→ **TASKS TO PERFORM**:
1. In the passage on monitoring correctional facilities, who was the spokesperson at the UN press briefing?
2. Lay out the records as a numbered list, starting at their first line and ending at the line that contains "138 273 L 135". Skip blank lines.

→ **SOURCE PASSAGE**:

Need independent monitoring of correctional facilities

We welcome the UN Human Rights Commission's urgent response to the exposure of horrific abuse of children in detention at Don Dale by Four Corners at a press briefing by the Spokesperson for the UN High Commissioner for Human Rights: Rupert Colville on 29 July 2016:

 

"… The treatment these children have been subjected to could amount to a violation of the Convention on the Rights of the Child and the Convention Against Torture and Other Cruel, Inhuman and Degrading Treatment, to which Australia is a party.

 

Article 37 of the CRC stipulates that “every child deprived of liberty shall be treated with humanity and respect for the inherent dignity of the human person, and in a manner which takes into account the needs of persons of his or her age.


The announcement by the Government of an investigation into youth detention in the Northern Territory is an important step. We encourage the Government to extend the scope of the investigation beyond the Northern Territory in order to establish that such appalling treatment is not taking place in any other place of detention in Australia. We call on the authorities to identify those who committed abuses against the children and to hold them responsible for such acts. The children who were abused at Don Dale should receive psychosocial rehabilitation to overcome the trauma they have suffered. Compensation should also be provided.

→ **DATA FOR THIS EXERCISE**:

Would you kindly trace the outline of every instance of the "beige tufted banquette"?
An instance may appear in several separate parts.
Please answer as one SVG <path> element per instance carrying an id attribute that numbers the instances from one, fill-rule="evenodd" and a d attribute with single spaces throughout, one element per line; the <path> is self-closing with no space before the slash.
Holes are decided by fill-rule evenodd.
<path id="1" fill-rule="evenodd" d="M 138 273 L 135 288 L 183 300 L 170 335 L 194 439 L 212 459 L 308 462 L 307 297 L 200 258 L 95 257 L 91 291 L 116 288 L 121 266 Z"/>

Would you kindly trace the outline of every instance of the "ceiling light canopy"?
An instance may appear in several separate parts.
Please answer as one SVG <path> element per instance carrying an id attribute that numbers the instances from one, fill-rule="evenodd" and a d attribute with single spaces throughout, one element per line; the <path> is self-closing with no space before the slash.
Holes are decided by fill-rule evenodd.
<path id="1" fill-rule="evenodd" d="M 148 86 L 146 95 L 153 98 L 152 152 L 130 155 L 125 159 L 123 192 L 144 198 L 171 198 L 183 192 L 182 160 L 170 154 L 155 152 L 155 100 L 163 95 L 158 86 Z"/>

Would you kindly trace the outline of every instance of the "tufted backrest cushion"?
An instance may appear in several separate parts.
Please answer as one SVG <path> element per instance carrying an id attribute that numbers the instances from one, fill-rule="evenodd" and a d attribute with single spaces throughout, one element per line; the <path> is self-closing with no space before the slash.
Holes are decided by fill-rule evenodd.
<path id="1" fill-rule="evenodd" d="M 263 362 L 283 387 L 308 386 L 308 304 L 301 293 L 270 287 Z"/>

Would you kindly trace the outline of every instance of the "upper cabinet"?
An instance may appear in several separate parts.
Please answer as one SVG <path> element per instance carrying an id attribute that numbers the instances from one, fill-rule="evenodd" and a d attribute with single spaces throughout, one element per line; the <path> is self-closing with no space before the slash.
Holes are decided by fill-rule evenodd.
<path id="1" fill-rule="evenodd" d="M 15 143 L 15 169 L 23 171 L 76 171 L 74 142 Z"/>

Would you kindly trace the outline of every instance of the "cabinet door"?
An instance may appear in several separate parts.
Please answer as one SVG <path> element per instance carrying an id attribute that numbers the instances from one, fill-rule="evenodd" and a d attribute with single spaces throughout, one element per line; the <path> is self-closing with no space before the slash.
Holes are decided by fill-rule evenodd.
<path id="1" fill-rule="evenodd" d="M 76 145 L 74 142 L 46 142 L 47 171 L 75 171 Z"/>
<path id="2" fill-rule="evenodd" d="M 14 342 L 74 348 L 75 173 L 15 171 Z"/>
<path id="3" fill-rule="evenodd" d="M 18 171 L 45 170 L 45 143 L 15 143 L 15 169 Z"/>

→ **EXERCISE ANSWERS**:
1. Rupert Colville

2.
1. Would you kindly trace the outline of every instance of the "beige tufted banquette"?
2. An instance may appear in several separate parts.
3. Please answer as one SVG <path> element per instance carrying an id attribute that numbers the instances from one, fill-rule="evenodd" and a d attribute with single spaces throughout, one element per line; the <path> is self-closing with no space before the slash.
4. Holes are decided by fill-rule evenodd.
5. <path id="1" fill-rule="evenodd" d="M 138 273 L 135 288 L 183 300 L 170 335 L 194 439 L 212 459 L 308 462 L 307 297 L 200 258 L 95 257 L 91 291 L 116 288 L 121 266 Z"/>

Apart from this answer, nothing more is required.